* **Stated goal**
Change "turned leg" to "carved leg" in each of the rows below and give them back with every other word and number left as it is. Don't include the pictures.
** Start **
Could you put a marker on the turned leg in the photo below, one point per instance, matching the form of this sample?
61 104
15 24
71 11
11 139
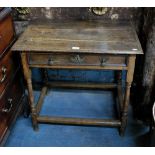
** End **
* **Answer**
Could you put a marker on the carved leg in the photo below, one point per instance, matching the form of this sample?
61 104
15 24
71 11
11 139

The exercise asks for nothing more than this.